- **Texto de lectura**

>>>>>

This article delves in the hypothetical meanings of the world depicted in the poetry of Tomás Harris (La Serena, Chile, 1956), in an attempt to underline aesthetical and lyrical options adopted by Harris in the forked path that young poets had to face in the mid-eighties. Back then, when Chile was under Augusto Pinochet’s regime, Chilean poetry took upon the quandary that represented to deal with such authoritarian system, and keep writing a poetry that was something else than just a mere response to that context. Under such circumstances, Harris’ choice for the deepest marginality became a journey towards zones displaced from the public eye, emphasizing the growing virtuality of experience and the lack of the ability of settling in.
Si uno googlea el nombre del poeta chileno Tomás Harris (La Serena, 1956), no es difícil encontrarse con el típico Did you mean Thomas Harris?, referido tanto al autor de El silencio de los inocentes como a un antiguo espía británico responsable de la operación “Fortaleza” durante la Segunda Guerra Mundial. La existencia de esos hipotéticos dopplegangers, dobles o proyecciones del Harris chileno, creo que es del todo bienvenida por el autor “sureño”[1] . El alcance de nombres nos puede dar algunas pistas iniciales para adentrarnos en una poesía compleja y fascinante, difícil pero al mismo tiempo familiar, cruda si por este adjetivo entendemos una obra que no se ahorra pasaje alguno de la realidad y la irrealidad a la cual nos invita a adentrarnos.

<<<<<

- **Datos de etiquetado de puntos en fotos**
>>>>>

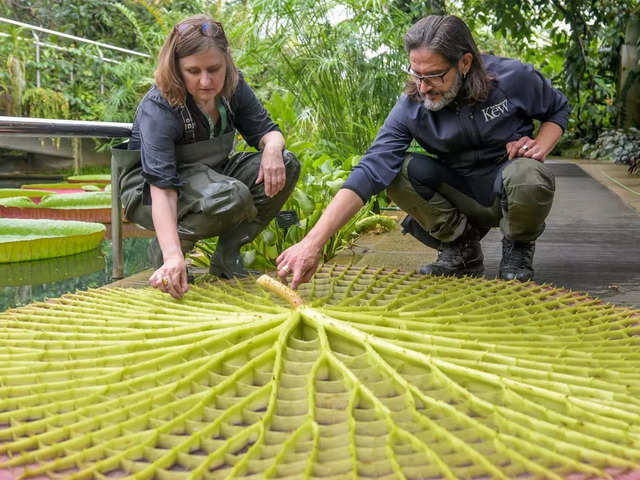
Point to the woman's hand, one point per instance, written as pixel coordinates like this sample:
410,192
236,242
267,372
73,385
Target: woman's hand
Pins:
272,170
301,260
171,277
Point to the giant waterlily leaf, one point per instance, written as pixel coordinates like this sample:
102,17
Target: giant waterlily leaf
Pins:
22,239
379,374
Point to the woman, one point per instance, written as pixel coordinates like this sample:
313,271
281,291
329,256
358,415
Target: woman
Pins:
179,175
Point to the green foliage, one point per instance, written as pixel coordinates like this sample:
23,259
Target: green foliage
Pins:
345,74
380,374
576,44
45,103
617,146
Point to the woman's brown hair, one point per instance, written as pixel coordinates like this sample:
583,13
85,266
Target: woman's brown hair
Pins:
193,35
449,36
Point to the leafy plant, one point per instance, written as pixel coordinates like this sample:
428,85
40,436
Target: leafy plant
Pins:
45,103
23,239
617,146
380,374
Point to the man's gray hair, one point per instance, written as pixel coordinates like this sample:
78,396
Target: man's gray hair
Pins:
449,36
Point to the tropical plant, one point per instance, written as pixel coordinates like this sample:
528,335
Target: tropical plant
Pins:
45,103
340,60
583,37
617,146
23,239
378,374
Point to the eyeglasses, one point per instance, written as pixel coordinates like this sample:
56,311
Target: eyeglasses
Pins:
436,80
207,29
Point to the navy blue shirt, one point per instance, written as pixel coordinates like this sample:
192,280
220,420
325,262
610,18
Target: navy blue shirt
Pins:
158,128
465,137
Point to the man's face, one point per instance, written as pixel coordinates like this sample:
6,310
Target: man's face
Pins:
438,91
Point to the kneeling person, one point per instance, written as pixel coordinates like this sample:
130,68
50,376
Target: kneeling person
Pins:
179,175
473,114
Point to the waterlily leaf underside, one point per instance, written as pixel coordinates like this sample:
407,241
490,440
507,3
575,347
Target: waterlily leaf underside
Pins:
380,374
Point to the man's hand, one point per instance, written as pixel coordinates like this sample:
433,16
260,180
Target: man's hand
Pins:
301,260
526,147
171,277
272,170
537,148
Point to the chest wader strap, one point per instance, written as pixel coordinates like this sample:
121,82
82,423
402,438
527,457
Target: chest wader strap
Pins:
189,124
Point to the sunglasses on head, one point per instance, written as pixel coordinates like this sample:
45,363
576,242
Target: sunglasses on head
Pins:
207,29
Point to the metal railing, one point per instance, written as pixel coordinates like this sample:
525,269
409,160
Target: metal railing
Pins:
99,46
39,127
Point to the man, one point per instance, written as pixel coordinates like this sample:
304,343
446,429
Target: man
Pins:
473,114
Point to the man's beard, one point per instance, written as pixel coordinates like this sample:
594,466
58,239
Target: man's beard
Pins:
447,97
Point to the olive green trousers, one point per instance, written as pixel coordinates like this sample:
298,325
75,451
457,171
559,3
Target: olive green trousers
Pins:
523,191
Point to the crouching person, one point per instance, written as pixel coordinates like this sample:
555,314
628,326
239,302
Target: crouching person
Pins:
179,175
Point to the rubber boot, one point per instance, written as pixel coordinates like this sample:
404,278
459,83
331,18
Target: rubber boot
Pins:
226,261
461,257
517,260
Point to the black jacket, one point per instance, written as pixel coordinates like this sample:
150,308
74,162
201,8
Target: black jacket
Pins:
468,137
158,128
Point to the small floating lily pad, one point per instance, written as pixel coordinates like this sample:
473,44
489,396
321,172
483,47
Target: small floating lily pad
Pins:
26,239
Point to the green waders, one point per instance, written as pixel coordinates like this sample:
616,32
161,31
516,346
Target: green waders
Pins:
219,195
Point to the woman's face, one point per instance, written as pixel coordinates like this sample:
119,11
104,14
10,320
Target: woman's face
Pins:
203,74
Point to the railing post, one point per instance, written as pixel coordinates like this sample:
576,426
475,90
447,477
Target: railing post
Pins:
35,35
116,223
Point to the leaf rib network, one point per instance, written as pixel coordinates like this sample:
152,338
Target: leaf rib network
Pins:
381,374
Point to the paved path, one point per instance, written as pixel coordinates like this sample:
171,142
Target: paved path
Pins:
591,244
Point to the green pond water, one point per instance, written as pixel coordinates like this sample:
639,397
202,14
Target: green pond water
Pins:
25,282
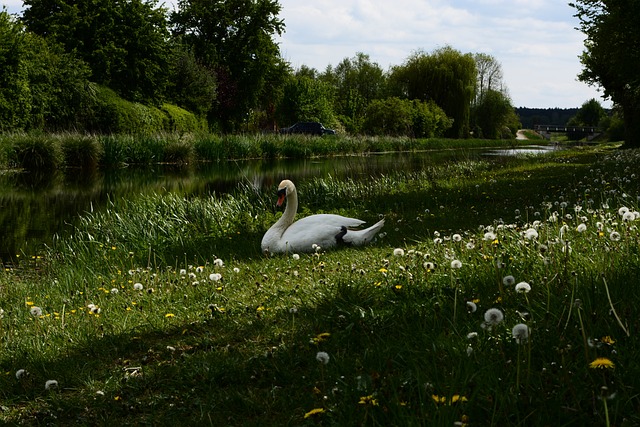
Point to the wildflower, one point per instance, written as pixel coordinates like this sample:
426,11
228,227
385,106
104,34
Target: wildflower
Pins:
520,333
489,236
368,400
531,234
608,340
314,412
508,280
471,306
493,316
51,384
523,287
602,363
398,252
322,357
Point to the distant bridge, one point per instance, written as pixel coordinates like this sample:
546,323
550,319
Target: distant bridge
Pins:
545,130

<<<<<

- **Instrucciones de trabajo**
• A. Repite el pasaje del texto sobre Tomás Harris que va de "This article delves" a "of settling in.".
• B. Según el texto sobre Tomás Harris, ¿dónde y en qué año nació el poeta?
Las filas no guardan relación con el texto sobre Tomás Harris.

- **Respuestas**
• A.
This article delves in the hypothetical meanings of the world depicted in the poetry of Tomás Harris (La Serena, Chile, 1956), in an attempt to underline aesthetical and lyrical options adopted by Harris in the forked path that young poets had to face in the mid-eighties. Back then, when Chile was under Augusto Pinochet’s regime, Chilean poetry took upon the quandary that represented to deal with such authoritarian system, and keep writing a poetry that was something else than just a mere response to that context. Under such circumstances, Harris’ choice for the deepest marginality became a journey towards zones displaced from the public eye, emphasizing the growing virtuality of experience and the lack of the ability of settling in.

• B. En La Serena, Chile, en 1956.